Reading text =>
◇ ◇ ◇ ◇ ◇ ◇ ◇

Skip to main content

Zambia Mission Trip Day 2- London

June 20, 2013

Daily Scripture (typed exactly as it was sent!):
Good morning!! Scripture for the day...Therefore, my dear brothers and sisters, stand firm. Let NOTHING move you. Always give yourselves fully to the work of the Lord, because you know that your labor in the Lord is not in vain. Amen! 1 Corinthians 15:58
Second text that day: Annnd...Quote of the day. "Do not ask God to guide your steps if you are not willing to move your feet." Ouch! That one got me a littel bit... :)

It has been a LONG 2 days!! Lots of time on the plane. Lots of motion sickness. We took an open top bus tour around London today. London is fabulous, so much beautiful architecture and amazing history. We all wore our "I am Second" shirts and I am amazed at how many people here have no idea what it means. I pray that a seed has been planted in each heart that has asked "Who is first?"

◇ ◇ ◇ ◇ ◇ ◇ ◇

Write out the entire mission trip post word for word. The rows that come next are separate material, not part of the post.

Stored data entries
◇ ◇ ◇ ◇ ◇ ◇ ◇

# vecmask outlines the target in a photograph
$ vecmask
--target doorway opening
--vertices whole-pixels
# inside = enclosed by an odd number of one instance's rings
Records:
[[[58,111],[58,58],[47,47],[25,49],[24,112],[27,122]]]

◇ ◇ ◇ ◇ ◇ ◇ ◇

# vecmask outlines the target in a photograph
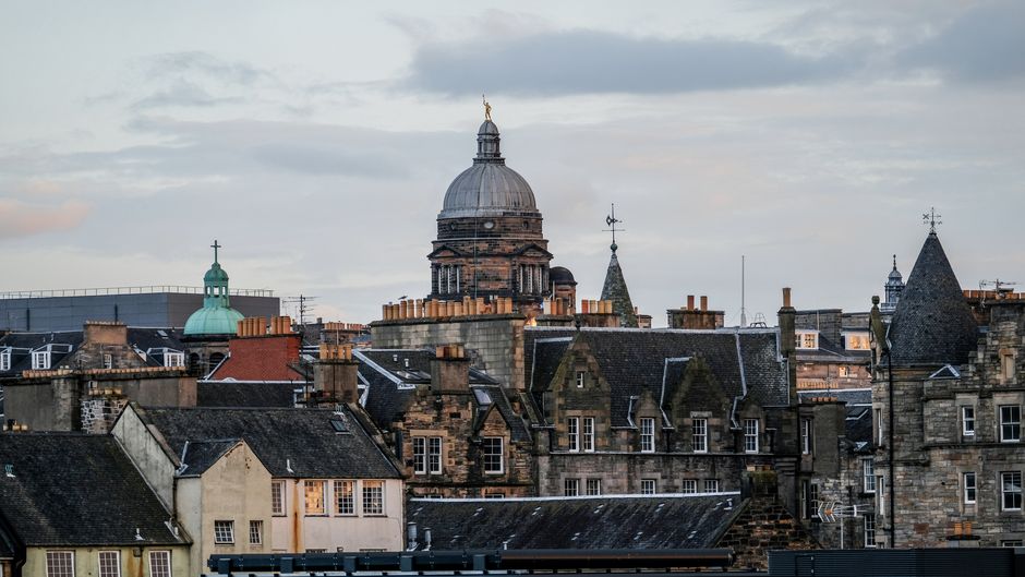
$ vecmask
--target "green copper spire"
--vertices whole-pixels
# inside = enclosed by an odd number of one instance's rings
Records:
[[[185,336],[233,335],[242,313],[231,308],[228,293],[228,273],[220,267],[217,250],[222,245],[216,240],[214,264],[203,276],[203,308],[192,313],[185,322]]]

◇ ◇ ◇ ◇ ◇ ◇ ◇

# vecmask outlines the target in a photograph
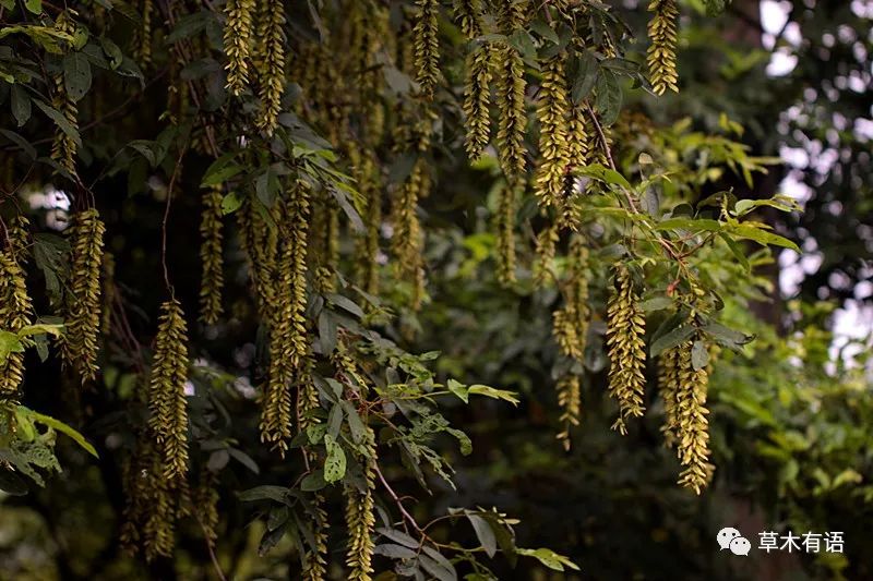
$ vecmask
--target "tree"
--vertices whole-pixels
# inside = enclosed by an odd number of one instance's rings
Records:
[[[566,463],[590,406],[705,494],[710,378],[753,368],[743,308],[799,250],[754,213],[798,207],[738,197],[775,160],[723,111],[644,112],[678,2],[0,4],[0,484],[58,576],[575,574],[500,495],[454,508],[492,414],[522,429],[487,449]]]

◇ ◇ ◇ ◇ ◇ ◇ ◇

Result below =>
Skip to main content

Zambia Mission Trip Day 2- London

June 20, 2013

Daily Scripture (typed exactly as it was sent!):
Good morning!! Scripture for the day...Therefore, my dear brothers and sisters, stand firm. Let NOTHING move you. Always give yourselves fully to the work of the Lord, because you know that your labor in the Lord is not in vain. Amen! 1 Corinthians 15:58
Second text that day: Annnd...Quote of the day. "Do not ask God to guide your steps if you are not willing to move your feet." Ouch! That one got me a littel bit... :)

It has been a LONG 2 days!! Lots of time on the plane. Lots of motion sickness. We took an open top bus tour around London today. London is fabulous, so much beautiful architecture and amazing history. We all wore our "I am Second" shirts and I am amazed at how many people here have no idea what it means. I pray that a seed has been planted in each heart that has asked "Who is first?"